What is needed: Put all of the rows below into a two-column CSV with the columns instruction and boxes, giving one CSV line per row, with each row's text and its answer each in a single quoted field and any line breaks replaced by spaces. Leave the pictures out.

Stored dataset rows
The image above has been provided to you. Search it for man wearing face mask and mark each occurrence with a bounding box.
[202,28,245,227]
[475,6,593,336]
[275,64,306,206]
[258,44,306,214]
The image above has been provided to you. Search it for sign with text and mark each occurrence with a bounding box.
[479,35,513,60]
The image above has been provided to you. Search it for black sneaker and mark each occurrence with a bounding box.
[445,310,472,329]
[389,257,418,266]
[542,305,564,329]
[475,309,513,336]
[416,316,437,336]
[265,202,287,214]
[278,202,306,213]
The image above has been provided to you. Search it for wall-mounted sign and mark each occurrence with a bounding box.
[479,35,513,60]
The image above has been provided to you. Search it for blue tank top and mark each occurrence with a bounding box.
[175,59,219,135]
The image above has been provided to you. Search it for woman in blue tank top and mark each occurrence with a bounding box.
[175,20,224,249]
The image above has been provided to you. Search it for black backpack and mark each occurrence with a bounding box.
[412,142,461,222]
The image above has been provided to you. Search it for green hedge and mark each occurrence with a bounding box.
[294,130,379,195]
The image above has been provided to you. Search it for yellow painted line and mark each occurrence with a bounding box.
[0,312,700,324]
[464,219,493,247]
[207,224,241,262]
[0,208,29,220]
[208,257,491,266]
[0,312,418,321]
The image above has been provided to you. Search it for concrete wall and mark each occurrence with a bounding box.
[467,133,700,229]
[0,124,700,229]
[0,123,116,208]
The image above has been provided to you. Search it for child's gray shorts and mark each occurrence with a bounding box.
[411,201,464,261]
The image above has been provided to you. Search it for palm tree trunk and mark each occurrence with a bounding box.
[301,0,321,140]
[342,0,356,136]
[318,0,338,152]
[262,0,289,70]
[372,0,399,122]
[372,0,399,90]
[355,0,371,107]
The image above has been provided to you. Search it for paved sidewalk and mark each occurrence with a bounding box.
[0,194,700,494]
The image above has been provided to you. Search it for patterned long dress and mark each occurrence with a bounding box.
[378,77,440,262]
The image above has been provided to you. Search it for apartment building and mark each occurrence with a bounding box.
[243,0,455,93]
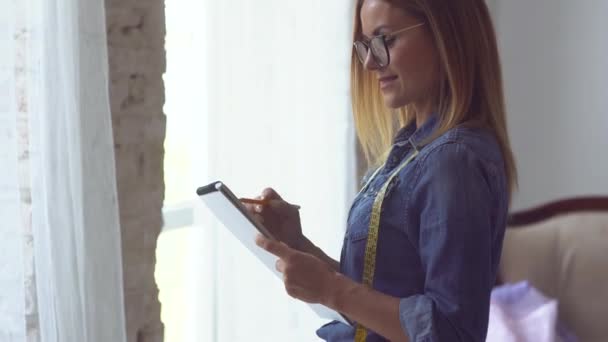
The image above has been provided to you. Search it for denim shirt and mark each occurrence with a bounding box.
[317,116,509,342]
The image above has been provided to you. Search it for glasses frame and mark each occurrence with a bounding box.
[353,23,424,68]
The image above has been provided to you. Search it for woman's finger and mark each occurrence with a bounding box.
[275,259,285,274]
[261,188,282,200]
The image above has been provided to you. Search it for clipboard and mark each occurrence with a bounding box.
[196,181,352,325]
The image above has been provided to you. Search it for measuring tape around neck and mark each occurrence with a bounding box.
[355,149,419,342]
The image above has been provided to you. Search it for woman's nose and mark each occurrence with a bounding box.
[363,50,378,70]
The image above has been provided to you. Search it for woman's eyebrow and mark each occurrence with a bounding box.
[361,25,389,40]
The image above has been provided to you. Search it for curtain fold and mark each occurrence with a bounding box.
[0,0,126,342]
[160,0,356,341]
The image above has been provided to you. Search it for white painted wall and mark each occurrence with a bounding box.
[491,0,608,210]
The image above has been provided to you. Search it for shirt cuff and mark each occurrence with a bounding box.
[399,295,437,342]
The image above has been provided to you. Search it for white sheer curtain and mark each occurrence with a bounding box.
[0,0,125,342]
[161,0,356,342]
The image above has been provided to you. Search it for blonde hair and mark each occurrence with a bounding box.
[351,0,517,192]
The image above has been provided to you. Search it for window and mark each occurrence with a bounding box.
[156,0,356,342]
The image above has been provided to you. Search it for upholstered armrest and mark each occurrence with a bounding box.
[500,200,608,341]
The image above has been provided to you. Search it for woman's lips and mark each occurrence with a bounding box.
[378,76,397,89]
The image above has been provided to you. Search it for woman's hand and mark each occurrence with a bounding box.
[243,188,306,250]
[255,235,337,304]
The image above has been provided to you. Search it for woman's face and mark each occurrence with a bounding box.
[361,0,439,111]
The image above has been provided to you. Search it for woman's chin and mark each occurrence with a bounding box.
[383,94,408,109]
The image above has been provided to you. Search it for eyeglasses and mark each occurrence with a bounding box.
[353,23,424,68]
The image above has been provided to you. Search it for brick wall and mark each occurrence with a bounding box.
[106,0,165,342]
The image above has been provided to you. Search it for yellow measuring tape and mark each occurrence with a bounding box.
[355,149,418,342]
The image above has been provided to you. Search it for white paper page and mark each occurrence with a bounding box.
[200,184,350,325]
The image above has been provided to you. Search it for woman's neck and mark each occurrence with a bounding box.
[416,112,431,129]
[414,102,436,128]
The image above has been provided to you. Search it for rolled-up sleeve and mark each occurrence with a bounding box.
[399,143,504,342]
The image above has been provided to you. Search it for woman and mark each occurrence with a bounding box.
[248,0,516,342]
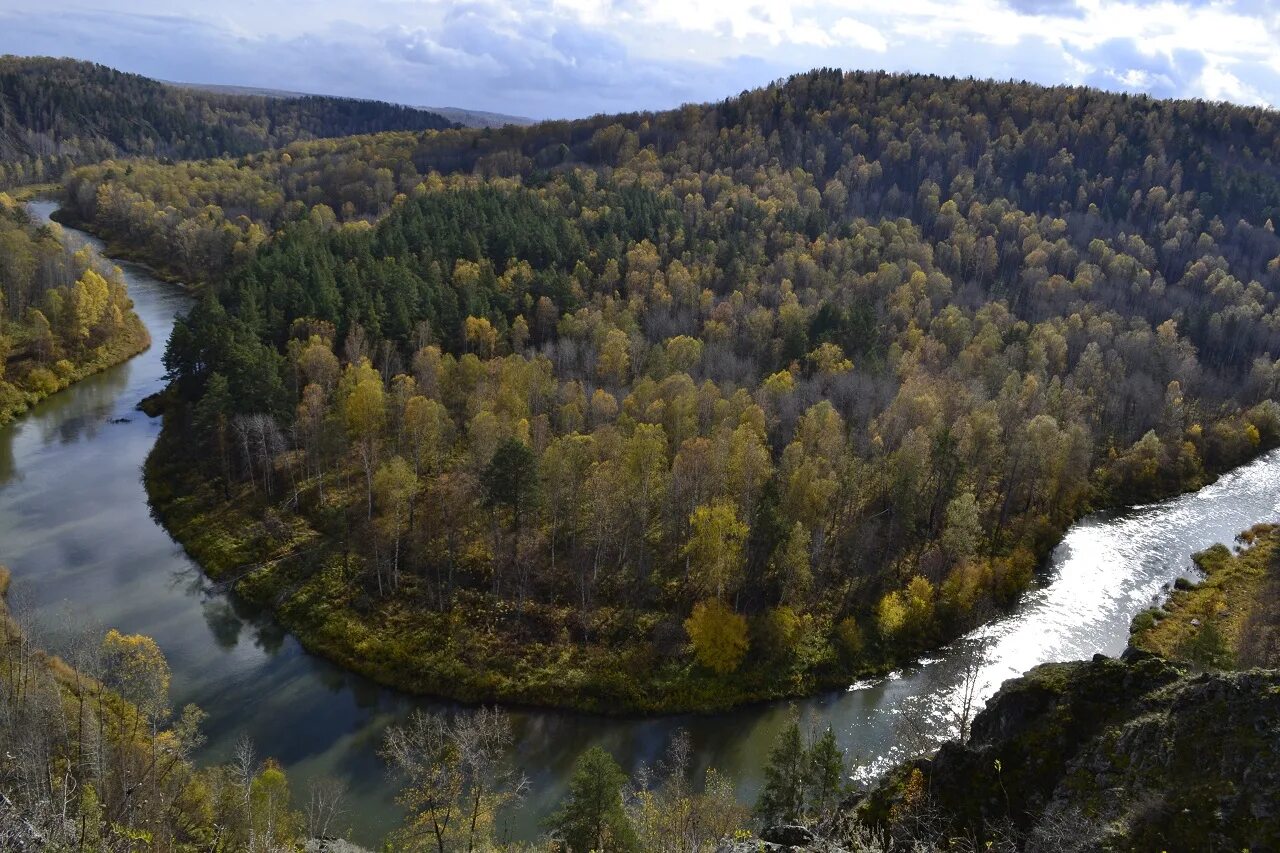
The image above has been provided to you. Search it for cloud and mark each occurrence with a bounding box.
[832,18,888,54]
[0,0,1280,117]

Correct response:
instruction,boxes
"The image above has been provided to you. Search it for man wearing face mask and mark each occurrence with a bounding box.","[202,28,245,227] [475,6,593,336] [275,64,306,206] [258,44,306,214]"
"The image above has been provided to you. Search it for sign with text and mark each occurrence with a bounding box.","[479,35,513,60]"
"The image above has been provided to you. Search it for black sneaker and mark each occurrence with a bounding box.","[445,310,472,329] [389,257,418,266] [542,305,564,329] [475,309,513,336] [416,316,437,336] [265,202,287,214] [278,202,306,213]"
"The image above has been provided to you. Search it for wall-mounted sign and mark each occurrence with a bounding box.","[479,35,513,60]"
"The image above has been provided to you. Search it for blue tank top and mark each occurrence with a bounding box.","[175,59,219,135]"
"The image above has been provided to you. Search it for woman in blue tank top and mark each occurrence with a bounding box.","[175,20,224,249]"
"The image above has been provided to you. Search it for black backpack and mark each occurrence with a bounding box.","[412,142,461,222]"
"The image above has been provided to you. Search it for green hedge and mark each occurrence with a bounding box.","[294,130,379,195]"
"The image above has been provided to you. Search it for yellow painted line and mark each occurrence with a bounding box.","[0,312,700,324] [464,219,493,247] [207,224,241,262] [0,208,29,220] [208,257,491,266] [0,312,418,321]"
"The image above has been provided to you. Search it for concrete wall and mark each occurrence with a bounding box.","[467,133,700,229] [0,124,700,229] [0,123,116,208]"
"The image above has been provided to you. Search it for child's gray shorts and mark each occurrence with a bounding box.","[411,201,464,261]"
"The image above has been provided to you. Search it for palm tree trunk and mark each occurrence with a bounding box.","[301,0,321,140] [342,0,356,136] [318,0,338,152] [262,0,289,70] [372,0,399,122] [372,0,399,90] [355,0,371,107]"
"The image above has been provided to you. Search it for paved sidewalk and mark each occurrence with a bounding box.","[0,194,700,494]"
"The image above has been provided to you. Search it for patterned long dress and mark each occurrence with a bounding box.","[378,77,440,262]"
"The image above has been provided to you. Search it for apartment building and mark each occurrence with a bounding box.","[243,0,455,93]"
"The image above has been provided to you. Search it for denim shirt and mark each occurrence with a bounding box.","[317,116,509,342]"
"The image above has been provided to you. Search it for glasses frame and mark each occurrence with a bounding box.","[353,23,424,68]"
"The image above has been provided to you. Search it for woman's finger and mark each occurrence with a bounding box.","[275,259,285,274] [261,188,282,200]"
"The image above has been provided to you. Search it for clipboard and mark each occurrence with a bounding box.","[196,181,352,325]"
"The image above has been provided to you. Search it for measuring tape around neck and mark each occurrence with a bounding box.","[355,149,419,342]"
"The image above has been provided to you. Search it for woman's nose and mark each occurrence with a bounding box.","[363,50,378,70]"
"The image above has been provided to you. Search it for woman's eyebrow and mark each occurrence with a bounding box.","[361,25,389,40]"
"The image above has been provided to you. Search it for curtain fold and mark each occurrence with a bounding box.","[0,0,126,342] [160,0,356,341]"
"The image above has been provided to you. Search it for white painted wall and mark each occurrence with a bounding box.","[491,0,608,210]"
"The image above has been provided to you. Search it for shirt cuff and mark each occurrence with a bounding box.","[399,295,437,342]"
"The image above has been provided to you. Search it for white sheer curtain and mark each occurrence with a bounding box.","[0,0,125,342] [161,0,356,342]"
"The image above has been provided to you. Search it for blonde hair and mark each occurrence with a bounding box.","[351,0,517,192]"
"The image above has been provided to you. Search it for window and mark each occurrence with a bounding box.","[156,0,356,342]"
"The image above has been provided to you. Search it for upholstered armrest and mark each occurrence with a bounding box.","[500,200,608,341]"
"The image above has been provided to you. Search it for woman's lips and mark each occurrence with a bounding box.","[378,76,397,89]"
"The image above has been provided to you. Search it for woman's hand and mark each occurrence with a bounding box.","[243,188,306,250] [255,235,337,304]"
"The image above has been provided to you. Search it for woman's face and mark each occurrence with a bounding box.","[361,0,439,111]"
"The image above has been provided to you. Search it for woman's chin and mark each occurrence with a bounding box.","[383,94,408,109]"
"The image above has been provided to you. Search it for eyeglasses and mark each occurrence with a bounding box.","[353,23,424,68]"
"The image above has been provided to you. Search it for brick wall and mark each occurrence with a bounding box.","[106,0,165,342]"
"The image above has been provided to you. Search it for yellow measuring tape and mark each occurrence with a bounding box.","[355,149,418,342]"
"The image above has been provided to you. Search it for white paper page and mark each occurrence with a bounding box.","[200,184,350,325]"
"The image above has been provided to you. Search it for woman's neck and mark each occurrence with a bounding box.","[416,112,431,129] [414,102,436,128]"
"The image above has been provided to you. Search it for rolled-up sleeve and mark each occurrence with a bounding box.","[399,143,504,342]"
"The image above has been provided to you. Search it for woman and mark each occurrence with a bounding box.","[248,0,516,342]"
"The image above has been provided to you. Search it for cloud and mark each occurrence with a bounding box.","[832,18,888,54] [0,0,1280,117]"